▶ _TASK INSTRUCTIONS_:
Present every line of the data below as a numbered list, omitting blank lines.

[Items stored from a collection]
# # # # # # #

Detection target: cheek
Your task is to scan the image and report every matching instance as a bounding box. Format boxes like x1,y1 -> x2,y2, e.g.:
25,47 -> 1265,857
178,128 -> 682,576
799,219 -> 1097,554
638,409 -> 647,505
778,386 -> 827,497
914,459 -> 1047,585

# # # # # # #

▶ _EXERCISE RESULT_:
1. Detection target: cheek
2. Your task is to scan the image and report every matching instance as a bounding box. Format boxes like x1,y1 -> x2,y2, e.g.:
3. 25,47 -> 1265,857
4. 178,128 -> 682,576
5. 799,219 -> 1097,554
6. 638,409 -> 647,505
7. 778,386 -> 827,497
8. 914,459 -> 1047,585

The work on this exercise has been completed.